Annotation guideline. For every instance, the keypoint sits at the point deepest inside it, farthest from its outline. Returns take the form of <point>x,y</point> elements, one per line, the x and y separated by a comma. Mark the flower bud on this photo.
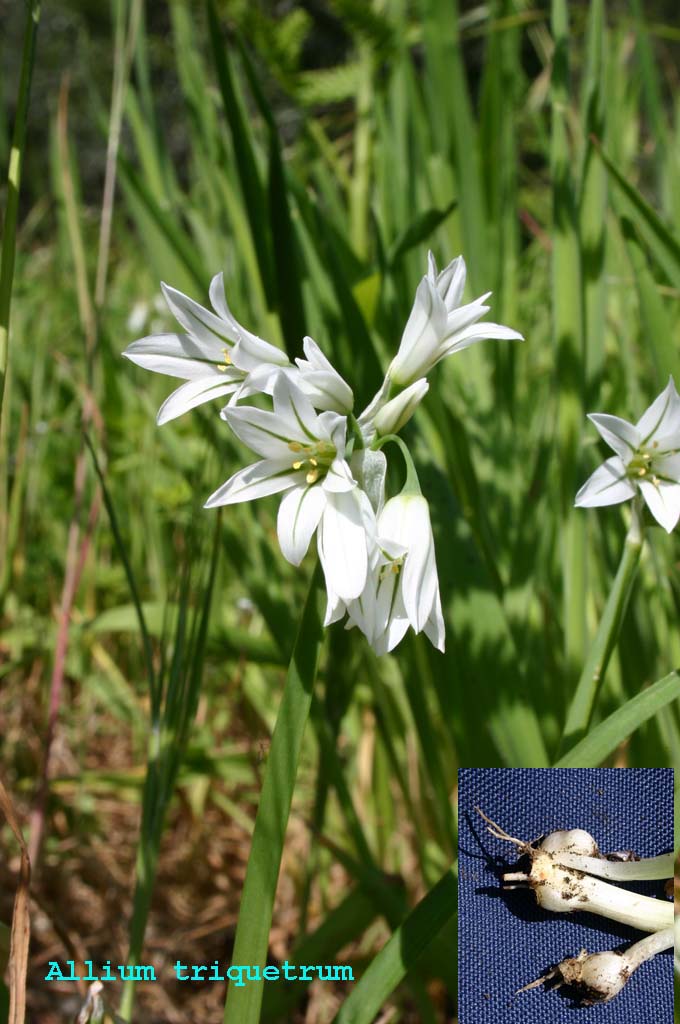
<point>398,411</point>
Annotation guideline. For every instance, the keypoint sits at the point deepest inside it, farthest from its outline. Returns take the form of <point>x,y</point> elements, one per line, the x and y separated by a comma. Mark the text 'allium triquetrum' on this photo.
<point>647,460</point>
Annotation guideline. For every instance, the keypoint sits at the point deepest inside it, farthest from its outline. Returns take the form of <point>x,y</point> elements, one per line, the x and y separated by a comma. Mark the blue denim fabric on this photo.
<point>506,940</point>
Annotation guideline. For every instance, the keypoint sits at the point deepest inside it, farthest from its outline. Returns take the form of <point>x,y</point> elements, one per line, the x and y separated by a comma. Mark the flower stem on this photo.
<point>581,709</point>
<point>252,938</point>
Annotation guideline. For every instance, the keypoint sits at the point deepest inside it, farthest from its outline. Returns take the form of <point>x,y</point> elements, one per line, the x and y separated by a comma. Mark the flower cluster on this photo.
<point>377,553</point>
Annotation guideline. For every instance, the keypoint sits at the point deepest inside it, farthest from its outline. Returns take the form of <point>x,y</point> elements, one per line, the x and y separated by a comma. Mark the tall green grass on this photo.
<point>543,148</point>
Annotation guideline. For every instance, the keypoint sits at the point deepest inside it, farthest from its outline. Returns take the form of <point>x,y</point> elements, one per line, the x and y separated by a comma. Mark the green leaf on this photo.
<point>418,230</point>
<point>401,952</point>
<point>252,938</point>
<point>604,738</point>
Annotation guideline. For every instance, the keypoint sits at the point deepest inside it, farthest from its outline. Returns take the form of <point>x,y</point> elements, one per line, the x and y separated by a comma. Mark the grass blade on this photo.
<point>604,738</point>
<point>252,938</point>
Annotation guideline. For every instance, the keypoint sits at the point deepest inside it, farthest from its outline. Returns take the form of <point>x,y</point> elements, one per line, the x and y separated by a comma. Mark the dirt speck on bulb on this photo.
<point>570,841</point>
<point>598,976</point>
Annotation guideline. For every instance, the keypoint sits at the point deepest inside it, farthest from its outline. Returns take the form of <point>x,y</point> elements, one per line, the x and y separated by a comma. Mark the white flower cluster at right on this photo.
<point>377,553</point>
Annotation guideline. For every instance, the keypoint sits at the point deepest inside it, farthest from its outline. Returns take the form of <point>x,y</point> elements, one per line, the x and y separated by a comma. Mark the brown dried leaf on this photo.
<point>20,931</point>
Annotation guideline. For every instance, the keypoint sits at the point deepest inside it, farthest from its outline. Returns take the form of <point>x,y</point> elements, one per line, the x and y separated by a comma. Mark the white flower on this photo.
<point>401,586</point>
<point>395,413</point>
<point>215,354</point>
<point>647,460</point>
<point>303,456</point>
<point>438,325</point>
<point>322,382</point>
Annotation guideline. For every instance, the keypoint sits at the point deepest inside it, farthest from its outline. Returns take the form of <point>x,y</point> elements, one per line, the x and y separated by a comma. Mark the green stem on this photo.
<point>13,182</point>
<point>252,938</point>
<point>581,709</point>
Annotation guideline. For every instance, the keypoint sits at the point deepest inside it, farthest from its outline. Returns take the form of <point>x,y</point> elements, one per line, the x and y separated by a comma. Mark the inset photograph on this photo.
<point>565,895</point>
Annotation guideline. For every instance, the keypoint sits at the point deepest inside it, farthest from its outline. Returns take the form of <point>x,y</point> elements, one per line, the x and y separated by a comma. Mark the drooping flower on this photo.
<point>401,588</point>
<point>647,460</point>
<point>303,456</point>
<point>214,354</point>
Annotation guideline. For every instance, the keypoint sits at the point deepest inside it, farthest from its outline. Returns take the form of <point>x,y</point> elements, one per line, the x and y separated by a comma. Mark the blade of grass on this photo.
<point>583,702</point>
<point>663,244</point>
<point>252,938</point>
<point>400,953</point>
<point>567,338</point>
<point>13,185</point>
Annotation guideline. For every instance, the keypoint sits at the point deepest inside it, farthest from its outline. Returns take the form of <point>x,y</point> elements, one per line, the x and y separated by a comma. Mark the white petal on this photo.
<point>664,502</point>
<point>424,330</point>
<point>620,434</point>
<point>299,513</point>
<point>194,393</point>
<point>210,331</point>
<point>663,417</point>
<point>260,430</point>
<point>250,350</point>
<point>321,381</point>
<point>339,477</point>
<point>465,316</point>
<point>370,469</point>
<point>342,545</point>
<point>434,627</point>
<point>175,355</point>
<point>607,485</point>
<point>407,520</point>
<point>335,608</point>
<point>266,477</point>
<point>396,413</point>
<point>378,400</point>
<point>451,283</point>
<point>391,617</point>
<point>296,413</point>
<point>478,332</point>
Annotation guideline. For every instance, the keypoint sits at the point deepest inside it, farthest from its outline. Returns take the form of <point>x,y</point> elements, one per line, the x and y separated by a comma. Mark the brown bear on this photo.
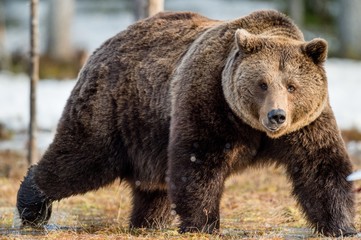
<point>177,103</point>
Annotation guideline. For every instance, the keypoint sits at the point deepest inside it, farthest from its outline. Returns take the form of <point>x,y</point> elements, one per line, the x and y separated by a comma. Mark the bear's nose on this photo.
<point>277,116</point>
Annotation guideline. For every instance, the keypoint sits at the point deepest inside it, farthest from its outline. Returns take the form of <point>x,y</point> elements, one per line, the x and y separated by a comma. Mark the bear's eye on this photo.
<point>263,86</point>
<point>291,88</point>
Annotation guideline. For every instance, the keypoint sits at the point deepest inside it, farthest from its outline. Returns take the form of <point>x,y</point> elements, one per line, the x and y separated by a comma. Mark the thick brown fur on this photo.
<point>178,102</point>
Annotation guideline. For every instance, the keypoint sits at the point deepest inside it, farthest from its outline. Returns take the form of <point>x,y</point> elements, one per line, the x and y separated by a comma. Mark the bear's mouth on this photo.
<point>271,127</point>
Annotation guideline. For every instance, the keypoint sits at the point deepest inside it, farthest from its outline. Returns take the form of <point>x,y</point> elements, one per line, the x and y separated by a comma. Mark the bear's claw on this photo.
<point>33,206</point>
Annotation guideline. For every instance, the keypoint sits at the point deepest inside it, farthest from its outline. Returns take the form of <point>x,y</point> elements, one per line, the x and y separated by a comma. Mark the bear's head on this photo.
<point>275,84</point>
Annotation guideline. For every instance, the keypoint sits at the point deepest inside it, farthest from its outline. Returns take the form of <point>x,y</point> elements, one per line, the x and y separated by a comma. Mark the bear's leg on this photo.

The problem:
All of the entries above should be copied exactly, with the images left out.

Written answer:
Annotation guideline. For every instance, the keypoint sits at the point deepest inside it, farthest from its outline. Returns take the form of <point>x,y</point> elements, one per line, the x and y separated by a comma. Mark the flower bud on this photo.
<point>398,411</point>
Annotation guideline. For every instance, the keypoint sits at the point deepest inside it, farthest from its outline. Returns take the form of <point>x,y</point> elements, one per line, the x and y separated by a comma. Mark the text 'allium triquetrum' on this photo.
<point>647,460</point>
Annotation guideline. For every instance, the keypoint sits at the point deepest inside it, farthest from its outline. Returns take the form of <point>x,y</point> elements, one per line, the x and y separated by a comma. Mark the blue denim fabric on this photo.
<point>506,940</point>
Annotation guideline. For every instance, the keypoint sits at the point deepest inside it, farthest from its outline. Returns take the form of <point>x,y</point> elements, one per line, the x and y separated by a comma. Mark the flower stem on this photo.
<point>581,709</point>
<point>252,938</point>
Annotation guideline. For every instance, the keypoint sits at the point deepest inside it, farthest from its outline. Returns take the form of <point>x,y</point> elements, one per line, the x and y separated by a comma. Mark the flower cluster on this photo.
<point>377,553</point>
Annotation guideline. For every instance, the keypoint sits at the point deepest inside it, farthest from its outline. Returns take the form of <point>x,y</point> elements, one per line, the x and y separated by a comma. Mark the tall green grass on this photo.
<point>543,148</point>
Annotation guideline. For every instance, the keypoint sits at the point deepest inside it, farthest from its outline. Returns take the form of <point>x,y</point> elements, one per line, the x and y separated by a comma. Mark the green leaf on this photo.
<point>418,230</point>
<point>401,952</point>
<point>252,938</point>
<point>604,738</point>
Annotation guideline. For every instance, the keypoint sits at the point deepest inside it, farthest from its outline. Returns take the form of <point>x,y</point> elements, one per line, the x and y separated by a comma. Mark the grass blade on this photo.
<point>604,738</point>
<point>252,938</point>
Annotation guideline. For every instance, the keypoint sits at the point deepest inside it, farthest from its outline. Returns take the form of <point>x,y</point> elements, one per line, the x and y separated by a comma. Mark the dirt speck on bulb on this photo.
<point>570,841</point>
<point>598,976</point>
Annotation guideline. For every instance, the keypoint sits at the point deepest inside it, farthest from its outline. Returns take the form of <point>x,y</point> elements, one per line, the x and y separated by a comma. Mark the white flower cluster at right on this photo.
<point>377,553</point>
Annotation guideline. For every instance, the keypoint sits at the point deepest inside it, farthest from its outline. Returns take the form of <point>x,y</point> elements, one per line, the x and y separated by a comma. Mark the brown dried leaf on this photo.
<point>20,931</point>
Annotation guideline. For every instance, the keypoint sits at the point deepest inside it, farthest from its outline. Returns take the form of <point>x,y</point> elements, one per line, the x and y separated by a comma. Mark the white flower on this photo.
<point>401,586</point>
<point>395,413</point>
<point>215,354</point>
<point>647,460</point>
<point>303,456</point>
<point>438,325</point>
<point>322,382</point>
Annotation guideline. For every instance, the keypoint sits at the point deepest inside it, farthest from its outline. Returns take the form of <point>x,y</point> elements, one per line, the x and y separated by a comma. Mark the green stem on this photo.
<point>13,182</point>
<point>252,938</point>
<point>581,709</point>
Annotation guideline. For every instance, the keypoint sits at the point deepest inside it, farthest from its outline. Returns take the form of <point>x,y</point> elements, one per line, the x and y separated by a comma. Mark the inset photograph on this photo.
<point>565,895</point>
Annotation guideline. For every instance, the keypoint sits at the point deepest inside it, farthest from its outline. Returns take the form of <point>x,y</point> elements, one per line, the x and y separated by a comma. Mark the drooping flower on this photo.
<point>401,588</point>
<point>647,460</point>
<point>303,456</point>
<point>214,354</point>
Annotation guideline. For every instance, the keypoint sits at the point deepest inside it, farthest from its outline. Returns take the form of <point>x,y</point> elements, one per line, the x and y separated by a comma. Mark the blade of grass on this photo.
<point>583,702</point>
<point>663,244</point>
<point>252,938</point>
<point>400,953</point>
<point>567,338</point>
<point>13,185</point>
Annotation guideline. For every instance, the keypoint sits at the point deepest inside it, farthest from its outline. Returns take the form of <point>x,y</point> elements, one per line, the x and y separated by a comma. Mark the white petal on this photo.
<point>664,502</point>
<point>424,330</point>
<point>620,434</point>
<point>299,513</point>
<point>194,393</point>
<point>210,331</point>
<point>663,417</point>
<point>260,430</point>
<point>250,350</point>
<point>321,381</point>
<point>339,477</point>
<point>465,316</point>
<point>370,469</point>
<point>342,545</point>
<point>434,627</point>
<point>175,355</point>
<point>607,485</point>
<point>407,520</point>
<point>335,608</point>
<point>266,477</point>
<point>396,413</point>
<point>378,400</point>
<point>451,283</point>
<point>391,617</point>
<point>296,413</point>
<point>478,332</point>
Annotation guideline. For every instance, the keypoint sits at the point deepest inside it, farthest from its outline. Returns take the form of <point>x,y</point> elements, one per line, the x and y separated by a comma. Mark the brown bear on this photo.
<point>177,103</point>
Annotation guideline. For every instance, the keypoint sits at the point deepest inside it, farthest from its outline. Returns take the form of <point>x,y</point> elements, one per line, the x and y separated by a comma. Mark the bear's nose on this photo.
<point>277,116</point>
Annotation guideline. For every instance, the keypoint sits at the point deepest inside it, farthest from its outline. Returns take the form of <point>x,y</point> elements, one per line, the x and y separated by a comma. Mark the bear's eye on this photo.
<point>263,86</point>
<point>291,88</point>
Annotation guideline. For every instance, the keypoint sits at the point deepest inside it, farthest from its outline. Returns take the form of <point>x,y</point> elements, one per line, the x and y separated by a comma. Mark the thick brown fur on this photo.
<point>178,102</point>
Annotation guideline. For every instance, the keypoint sits at the point deepest inside it, farthest from its outline. Returns take the form of <point>x,y</point> elements, one per line, the x and y separated by a comma. Mark the bear's mouth on this photo.
<point>271,127</point>
Annotation guideline. For every instance, the keypoint sits at the point deepest inside it, farthest from its outline. Returns take the form of <point>x,y</point> elements, one per line, the x and y separated by a comma. Mark the bear's claw on this photo.
<point>33,206</point>
Annotation guideline. For every instance, the keypoint sits at the point deepest inside it, farthest from its outline. Returns take the form of <point>x,y</point> elements, one per line, the x and y separated by a comma. Mark the bear's head on this photo.
<point>275,84</point>
Annotation guideline. For every instance, the keypoint sits at the point deepest inside it, farthest from its outline. Returns take the form of <point>x,y</point> elements, one per line, the x and y separated by a comma. Mark the bear's leg on this photo.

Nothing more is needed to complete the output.